+++ TEXT ZUR DURCHSICHT
Schlankheitsmittel bringt dänischer Staatskasse satte Überschüsse

Geldregen in Dänemark: Ein Schlankheitsmittel macht das Land reich
03.09.2023
Von: Thomas Borchert
Das Schlankheitsmittel Wegovy macht Dänemark noch reicher. Die Regierung spart trotz der hohen Steuereinnahmen.
Finanzminister Nicolai Wammen strahlt bei der Vorstellung des neuen Staatshaushalts: „Diesmal macht es echt mehr Spaß als in den letzten Jahren.“ Sein Kollege Jakob Ellemann-Jensen aus dem Wirtschaftsministerium schickt einen frommen Wunsch hinterher: „Gott verhüte, dass Novo Nordisk jemals ausflaggt oder dichtmacht!“
Bei ihrem Kopenhagener Auftritt zum Wochenende wirkten beide Politiker immer noch überrascht vom bizarren Hintergrund für Dänemarks aktuelle Wirtschaftsentwicklung mit Wachstum, schnell sinkender Inflation, Vollbeschäftigung und gewaltig einlaufenden Steuereinnahmen: Das Schlankheitsmittel Wegovy hat Novo Nordisk vor allem durch die Nachfrage Übergewichtiger in den USA so gigantische Profite beschert, dass die Regierung ihre Wachstumsprognosen kräftig nach oben korrigieren musste.
Anders ausgedrückt: Vor allem dank Wegovy wird das dänische BIP dieses Jahr laut Finanzministerium um 1.7 Prozent steigen. Rechnet man das Präparat weg wäre die dänische Wirtschaft um 0,3 Prozent geschrumpft.
++++++
+++ ANGABEN ZUR QUELLE
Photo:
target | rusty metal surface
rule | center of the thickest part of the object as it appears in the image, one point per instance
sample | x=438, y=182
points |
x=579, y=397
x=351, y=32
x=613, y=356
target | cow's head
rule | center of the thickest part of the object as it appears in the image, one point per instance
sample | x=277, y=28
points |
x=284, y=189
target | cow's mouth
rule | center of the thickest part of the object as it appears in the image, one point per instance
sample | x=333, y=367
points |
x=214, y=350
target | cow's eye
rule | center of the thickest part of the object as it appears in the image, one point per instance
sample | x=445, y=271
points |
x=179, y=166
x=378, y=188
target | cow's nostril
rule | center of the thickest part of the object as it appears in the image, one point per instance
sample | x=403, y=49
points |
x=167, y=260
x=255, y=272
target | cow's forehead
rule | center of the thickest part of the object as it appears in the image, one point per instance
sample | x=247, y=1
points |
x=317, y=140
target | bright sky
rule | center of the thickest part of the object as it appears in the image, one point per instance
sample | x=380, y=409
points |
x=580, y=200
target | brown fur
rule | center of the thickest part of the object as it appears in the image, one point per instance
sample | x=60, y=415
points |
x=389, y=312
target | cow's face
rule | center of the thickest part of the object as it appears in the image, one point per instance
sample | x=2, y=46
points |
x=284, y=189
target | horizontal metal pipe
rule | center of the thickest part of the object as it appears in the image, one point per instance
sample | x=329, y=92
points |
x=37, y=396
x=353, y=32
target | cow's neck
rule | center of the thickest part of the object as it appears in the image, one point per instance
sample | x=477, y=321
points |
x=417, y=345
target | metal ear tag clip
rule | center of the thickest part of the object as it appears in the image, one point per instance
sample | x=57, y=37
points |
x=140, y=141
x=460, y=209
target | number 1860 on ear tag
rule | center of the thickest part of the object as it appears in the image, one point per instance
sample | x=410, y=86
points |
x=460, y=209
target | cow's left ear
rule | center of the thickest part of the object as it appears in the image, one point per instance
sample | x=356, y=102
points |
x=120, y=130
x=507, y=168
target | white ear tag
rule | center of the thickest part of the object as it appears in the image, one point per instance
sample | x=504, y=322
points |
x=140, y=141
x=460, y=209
++++++
### ZU LÖSENDE AUFGABEN
**1.** Gib den Abschnitt des Artikels über Wegovy von „Schlankheitsmittel bringt dänischer“ bis „der hohen Steuereinnahmen.“ wortgetreu wieder.
**2.** Führe den Artikel über Wegovy im Anschluss an seinen letzten Satz weiter.
Das Material steht in keinem Zusammenhang mit dem Artikel über Wegovy.

### GELÖSTE AUFGABEN
**1.**
Schlankheitsmittel bringt dänischer Staatskasse satte Überschüsse

Geldregen in Dänemark: Ein Schlankheitsmittel macht das Land reich
03.09.2023
Von: Thomas Borchert
Das Schlankheitsmittel Wegovy macht Dänemark noch reicher. Die Regierung spart trotz der hohen Steuereinnahmen.

**2.**
Die Zeitung „Politiken“ erklärte ihrer mehrheitlich mit Wohneigentum gut situierten Leserschaft: „Der riesige Erfolg von Wegovy macht nicht nur Menschen schlanker, sondern sorgt auch für niedrigere Bankzinsen.“ Die Erklärung fällt ein bisschen kryptisch aus, aber das Fazit des Chefanalytikers Jens Nervig Pedersen von der Danske Bank glasklar: „Die Aktienmärkte sehen Novos Zukunft positiv. Wenn die Investoren noch mehr verdienen, kann die Nationalbank unsere Zinsen noch weiter senken.“
Auch der Geschäftserfolg anderer Vorzeige-Konzerne wie Lego und der Maersk-Reederei haben die dänischen Zahlen positiv beeinflusst. Aber die volkswirtschaftliche Bedeutung des Novo-Schlankheitsmittels ist so explosiv gestiegen, dass Wirtschaftsminister Ellemann- Jensen sich an das Beispiel Nokia erinnert fühlt und mahnt: Das jahrelang von diesem Handy-Erfolg zehrende Finnland sei in eine schwere Krise gestürzt, als das iPhone erfunden war. „Aber die meisten Novo-Fabriken liegen im Ausland, also würden Schließungen uns nicht so hart treffen,“ beruhigte der Minister das Wählervolk.
Vorerst hat Novo mit seinem eigentlich als Diabetes-Medizin entwickelten und verschreibungspflichtigen Schlankheitsmittel noch einen Vorsprung vor der Konkurrenz und kann den Preis deshalb weit oben halten. Der Konzern hat mit Produktionsengpässen wegen der überall explodierenden Nachfrage zu kämpfen. Für Deutschland gibt das Unternehmen die monatlichen Kosten pro Nutzer:in mit durchschnittlich 300 Euro an, die von Kassen bislang nicht getragen werden.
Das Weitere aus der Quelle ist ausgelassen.